*** Opening INPUT ***

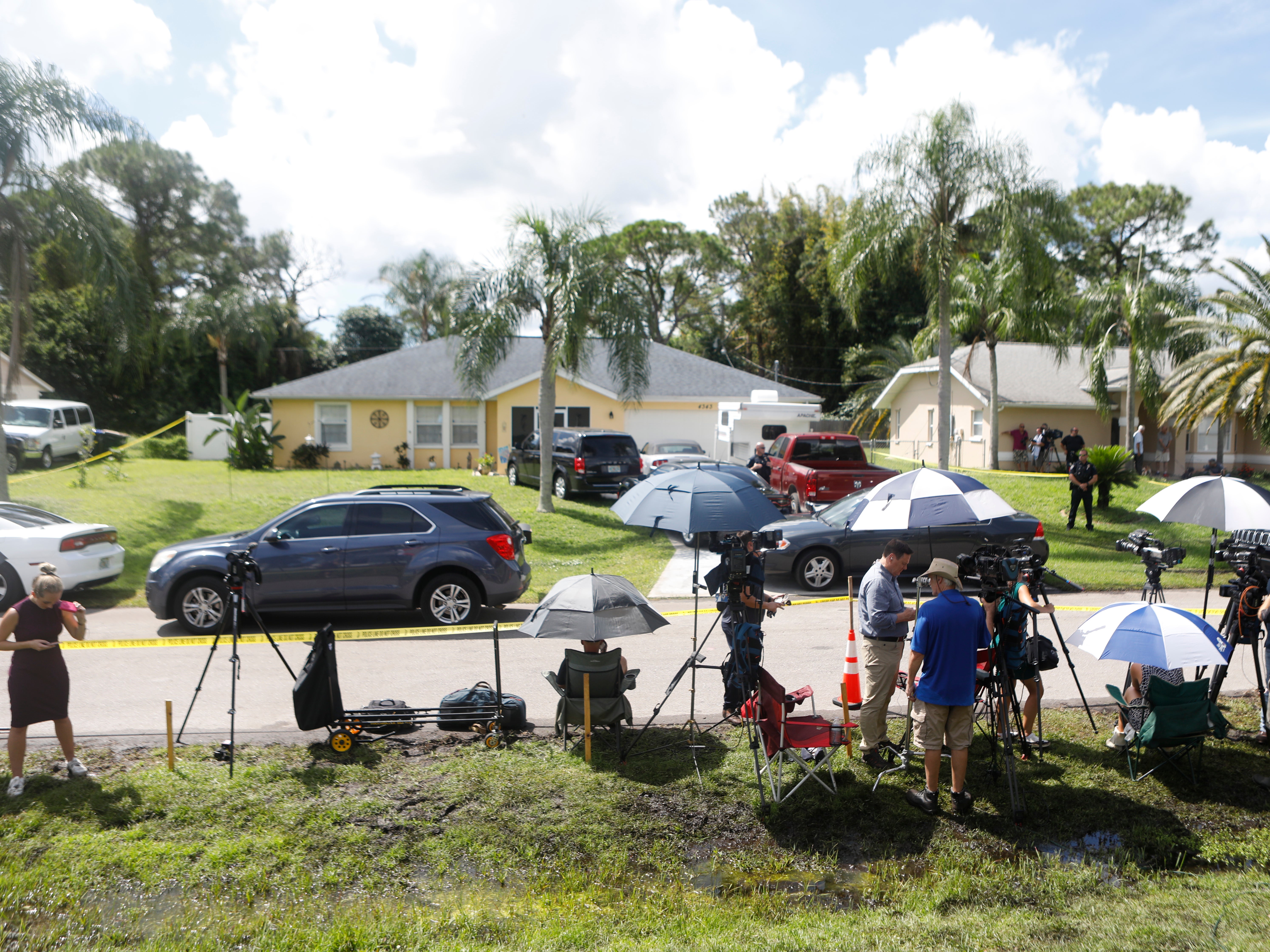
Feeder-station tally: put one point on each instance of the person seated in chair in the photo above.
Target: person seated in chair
(591, 648)
(1140, 705)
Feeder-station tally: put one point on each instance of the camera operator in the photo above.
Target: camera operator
(883, 625)
(1008, 620)
(1083, 478)
(752, 606)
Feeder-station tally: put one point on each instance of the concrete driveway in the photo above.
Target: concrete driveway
(121, 692)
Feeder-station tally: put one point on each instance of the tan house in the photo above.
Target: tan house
(413, 397)
(1036, 388)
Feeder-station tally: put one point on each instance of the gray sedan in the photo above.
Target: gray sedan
(821, 551)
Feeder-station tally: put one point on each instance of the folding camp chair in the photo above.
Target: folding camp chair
(607, 691)
(784, 739)
(1182, 719)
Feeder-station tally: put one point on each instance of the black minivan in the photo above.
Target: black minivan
(583, 461)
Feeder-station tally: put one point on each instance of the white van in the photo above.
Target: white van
(49, 428)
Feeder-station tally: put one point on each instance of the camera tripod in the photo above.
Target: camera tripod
(242, 567)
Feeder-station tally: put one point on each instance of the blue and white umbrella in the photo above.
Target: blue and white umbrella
(928, 497)
(1151, 634)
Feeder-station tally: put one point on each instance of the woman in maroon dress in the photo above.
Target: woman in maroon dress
(40, 687)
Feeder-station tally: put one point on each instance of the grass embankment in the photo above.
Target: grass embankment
(163, 502)
(1090, 558)
(444, 845)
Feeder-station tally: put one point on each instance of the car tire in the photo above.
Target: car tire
(13, 591)
(201, 604)
(816, 571)
(450, 600)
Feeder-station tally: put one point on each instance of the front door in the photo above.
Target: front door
(303, 567)
(389, 548)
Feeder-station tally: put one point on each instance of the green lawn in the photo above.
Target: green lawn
(444, 845)
(164, 502)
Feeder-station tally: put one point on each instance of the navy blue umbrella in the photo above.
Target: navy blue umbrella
(697, 501)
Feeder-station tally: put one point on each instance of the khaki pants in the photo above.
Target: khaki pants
(881, 661)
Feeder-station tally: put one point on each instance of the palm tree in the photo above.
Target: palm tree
(552, 276)
(930, 182)
(1232, 375)
(421, 292)
(1136, 313)
(39, 112)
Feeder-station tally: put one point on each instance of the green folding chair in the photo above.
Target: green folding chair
(1182, 719)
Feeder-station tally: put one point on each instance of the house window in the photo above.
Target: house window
(463, 425)
(427, 425)
(333, 426)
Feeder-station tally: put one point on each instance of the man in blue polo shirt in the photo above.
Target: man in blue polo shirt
(950, 630)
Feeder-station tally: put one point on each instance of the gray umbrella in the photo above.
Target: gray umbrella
(592, 609)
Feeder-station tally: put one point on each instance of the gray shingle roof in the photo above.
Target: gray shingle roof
(427, 371)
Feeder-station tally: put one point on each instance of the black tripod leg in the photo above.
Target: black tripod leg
(256, 618)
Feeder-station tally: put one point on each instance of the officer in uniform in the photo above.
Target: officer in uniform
(1083, 478)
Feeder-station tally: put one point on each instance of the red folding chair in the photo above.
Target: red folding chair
(808, 742)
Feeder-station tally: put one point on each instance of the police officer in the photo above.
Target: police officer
(1083, 478)
(751, 610)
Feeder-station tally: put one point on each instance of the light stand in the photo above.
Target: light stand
(241, 567)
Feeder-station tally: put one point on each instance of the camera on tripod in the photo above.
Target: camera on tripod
(1150, 549)
(999, 568)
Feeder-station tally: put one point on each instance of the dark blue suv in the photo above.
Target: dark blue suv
(445, 550)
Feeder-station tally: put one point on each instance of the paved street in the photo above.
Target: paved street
(120, 692)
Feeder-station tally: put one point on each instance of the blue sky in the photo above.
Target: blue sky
(378, 129)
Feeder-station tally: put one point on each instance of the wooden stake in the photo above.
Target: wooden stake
(172, 751)
(586, 713)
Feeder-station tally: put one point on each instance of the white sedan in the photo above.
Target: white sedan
(84, 554)
(670, 451)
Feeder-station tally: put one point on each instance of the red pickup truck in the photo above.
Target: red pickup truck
(822, 468)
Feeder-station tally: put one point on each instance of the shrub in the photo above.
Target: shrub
(309, 456)
(171, 447)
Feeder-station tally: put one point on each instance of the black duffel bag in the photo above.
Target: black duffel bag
(477, 705)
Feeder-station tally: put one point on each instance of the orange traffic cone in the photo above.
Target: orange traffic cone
(851, 697)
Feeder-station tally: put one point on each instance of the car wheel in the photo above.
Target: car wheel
(201, 605)
(816, 571)
(450, 600)
(11, 587)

*** Closing INPUT ***

TASK TO COMPLETE - Set down again, word for word, the stretch of records from the line with "Feeder-station tally: put one point on each instance of the tan" to the line with "camp chair in the photo above.", both of those lines included.

ANSWER TO THE PROBLEM -
Feeder-station tally: put one point on each instance of the tan house in the photo above.
Target: tan house
(413, 397)
(1036, 388)
Feeder-station tally: put one point on each instance of the gray sedan in the photo above.
Target: gray sedan
(821, 551)
Feeder-station tally: put one point on each instance of the folding camp chair in the photo above.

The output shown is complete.